Work instructions:
The stretch from the line with "# test: locate the red" through the line with "# test: locate the white banner" in the records below: write it out exactly, and nothing else.

Dataset excerpts:
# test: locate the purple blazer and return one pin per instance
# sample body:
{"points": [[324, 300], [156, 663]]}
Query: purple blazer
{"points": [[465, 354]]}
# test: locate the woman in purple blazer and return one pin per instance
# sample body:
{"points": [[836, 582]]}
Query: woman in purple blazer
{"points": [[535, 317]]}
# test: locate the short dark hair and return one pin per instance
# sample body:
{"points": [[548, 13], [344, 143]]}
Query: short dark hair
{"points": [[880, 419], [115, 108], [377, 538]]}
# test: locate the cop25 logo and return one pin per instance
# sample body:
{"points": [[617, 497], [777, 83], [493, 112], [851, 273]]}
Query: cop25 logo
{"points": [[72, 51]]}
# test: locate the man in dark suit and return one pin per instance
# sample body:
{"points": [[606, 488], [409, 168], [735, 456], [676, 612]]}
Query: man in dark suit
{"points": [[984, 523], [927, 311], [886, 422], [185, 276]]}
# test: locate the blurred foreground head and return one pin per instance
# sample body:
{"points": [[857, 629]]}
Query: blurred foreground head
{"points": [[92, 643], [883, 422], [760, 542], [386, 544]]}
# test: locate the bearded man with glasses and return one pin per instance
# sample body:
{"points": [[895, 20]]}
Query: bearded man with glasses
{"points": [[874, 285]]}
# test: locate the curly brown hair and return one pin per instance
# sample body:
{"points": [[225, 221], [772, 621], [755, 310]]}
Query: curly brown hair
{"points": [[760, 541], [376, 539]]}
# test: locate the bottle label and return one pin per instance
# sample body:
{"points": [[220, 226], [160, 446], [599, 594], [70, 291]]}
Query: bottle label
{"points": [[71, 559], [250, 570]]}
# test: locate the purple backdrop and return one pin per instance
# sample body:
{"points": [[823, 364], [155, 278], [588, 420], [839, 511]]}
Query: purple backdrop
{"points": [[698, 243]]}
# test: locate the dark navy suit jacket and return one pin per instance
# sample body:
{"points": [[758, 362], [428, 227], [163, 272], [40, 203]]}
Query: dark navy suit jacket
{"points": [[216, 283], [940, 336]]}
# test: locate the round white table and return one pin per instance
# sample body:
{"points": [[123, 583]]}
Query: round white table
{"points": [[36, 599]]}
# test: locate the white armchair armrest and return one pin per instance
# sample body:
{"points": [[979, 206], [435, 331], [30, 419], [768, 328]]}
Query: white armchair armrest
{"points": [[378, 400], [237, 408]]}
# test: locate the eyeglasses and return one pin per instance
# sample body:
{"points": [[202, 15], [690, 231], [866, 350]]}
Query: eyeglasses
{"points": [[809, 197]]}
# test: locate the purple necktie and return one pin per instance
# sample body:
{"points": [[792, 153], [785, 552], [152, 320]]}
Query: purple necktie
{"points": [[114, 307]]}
* * *
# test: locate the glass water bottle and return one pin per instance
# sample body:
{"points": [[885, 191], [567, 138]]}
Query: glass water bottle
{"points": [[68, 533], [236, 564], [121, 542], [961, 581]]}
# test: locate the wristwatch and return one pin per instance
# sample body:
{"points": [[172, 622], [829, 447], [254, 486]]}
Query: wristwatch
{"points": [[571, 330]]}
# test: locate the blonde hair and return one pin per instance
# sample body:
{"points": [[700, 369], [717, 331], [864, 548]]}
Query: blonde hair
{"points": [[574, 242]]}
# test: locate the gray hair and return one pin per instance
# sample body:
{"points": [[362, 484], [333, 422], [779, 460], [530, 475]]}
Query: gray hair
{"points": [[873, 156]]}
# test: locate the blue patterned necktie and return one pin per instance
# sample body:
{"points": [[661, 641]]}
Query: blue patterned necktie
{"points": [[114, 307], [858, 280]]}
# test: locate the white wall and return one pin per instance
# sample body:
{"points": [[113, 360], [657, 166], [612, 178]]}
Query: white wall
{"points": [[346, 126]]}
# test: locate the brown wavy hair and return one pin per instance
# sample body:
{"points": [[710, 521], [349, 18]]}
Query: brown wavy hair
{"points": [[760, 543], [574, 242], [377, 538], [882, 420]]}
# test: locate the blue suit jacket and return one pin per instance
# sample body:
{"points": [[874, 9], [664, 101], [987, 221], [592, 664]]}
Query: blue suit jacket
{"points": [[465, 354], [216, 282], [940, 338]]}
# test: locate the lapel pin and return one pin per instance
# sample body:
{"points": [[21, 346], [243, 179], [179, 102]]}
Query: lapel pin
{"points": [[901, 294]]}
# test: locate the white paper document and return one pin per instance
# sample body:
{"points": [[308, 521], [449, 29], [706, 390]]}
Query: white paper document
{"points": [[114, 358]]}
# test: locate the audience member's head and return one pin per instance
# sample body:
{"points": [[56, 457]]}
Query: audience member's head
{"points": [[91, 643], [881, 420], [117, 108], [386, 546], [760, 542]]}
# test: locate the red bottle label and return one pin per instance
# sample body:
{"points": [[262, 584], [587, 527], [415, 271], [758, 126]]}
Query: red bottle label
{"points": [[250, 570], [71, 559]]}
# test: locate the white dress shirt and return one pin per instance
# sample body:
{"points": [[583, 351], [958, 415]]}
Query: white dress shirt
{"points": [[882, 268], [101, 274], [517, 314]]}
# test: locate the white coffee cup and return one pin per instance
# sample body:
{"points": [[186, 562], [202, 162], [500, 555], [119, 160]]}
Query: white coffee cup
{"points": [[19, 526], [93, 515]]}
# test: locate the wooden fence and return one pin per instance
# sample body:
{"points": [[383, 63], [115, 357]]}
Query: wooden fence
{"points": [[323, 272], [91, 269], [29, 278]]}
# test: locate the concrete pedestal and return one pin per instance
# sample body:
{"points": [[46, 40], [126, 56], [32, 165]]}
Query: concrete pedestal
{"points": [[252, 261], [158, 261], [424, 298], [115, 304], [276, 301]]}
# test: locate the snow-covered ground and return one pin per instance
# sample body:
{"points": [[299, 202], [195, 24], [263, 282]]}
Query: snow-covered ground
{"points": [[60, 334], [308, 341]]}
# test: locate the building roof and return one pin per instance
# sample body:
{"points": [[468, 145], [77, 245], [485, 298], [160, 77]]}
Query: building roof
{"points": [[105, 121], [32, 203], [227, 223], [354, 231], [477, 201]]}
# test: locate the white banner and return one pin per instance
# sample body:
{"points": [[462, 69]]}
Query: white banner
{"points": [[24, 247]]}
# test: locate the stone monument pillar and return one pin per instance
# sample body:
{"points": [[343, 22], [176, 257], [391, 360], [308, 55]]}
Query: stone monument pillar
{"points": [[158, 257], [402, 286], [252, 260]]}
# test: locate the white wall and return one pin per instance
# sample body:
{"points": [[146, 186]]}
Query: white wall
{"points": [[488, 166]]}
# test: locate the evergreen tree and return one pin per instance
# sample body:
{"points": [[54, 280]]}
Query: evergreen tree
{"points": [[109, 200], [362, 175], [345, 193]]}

Your solution:
# test: locate the red bottle label and return one pin per instance
# sample body:
{"points": [[262, 584], [587, 527], [415, 271], [758, 126]]}
Query: red bottle label
{"points": [[250, 570], [71, 559]]}
# test: locate the white dress shirt and return one pin per instance
# sample body:
{"points": [[583, 351], [958, 415]]}
Query: white dress shirt
{"points": [[882, 268], [101, 274], [517, 314]]}
# test: locate the white coffee cup and return one pin per instance
# sample body:
{"points": [[186, 562], [202, 162], [500, 555], [119, 160]]}
Query: white coffee cup
{"points": [[19, 526], [93, 515]]}
# test: locate the wooden fence and return one pin per instance
# sample body:
{"points": [[383, 63], [115, 357]]}
Query: wooden fence
{"points": [[323, 272], [91, 269], [29, 278]]}
# test: locate the concrete pedestal and return one pin per instance
# sample body:
{"points": [[46, 40], [126, 56], [32, 165]]}
Query: concrete pedestal
{"points": [[252, 261], [158, 261], [424, 298], [115, 304], [276, 301]]}
# test: locate the snow-covered ground and return one pin per instance
# sample body:
{"points": [[299, 202], [195, 24], [263, 282]]}
Query: snow-covered ground
{"points": [[60, 334], [308, 341]]}
# test: locate the building roof and return one pin per instance
# sample body:
{"points": [[468, 145], [77, 245], [485, 298], [160, 77]]}
Query: building roof
{"points": [[105, 121], [32, 203], [227, 223], [354, 231], [477, 201]]}
# test: locate the white banner and return one pin per instance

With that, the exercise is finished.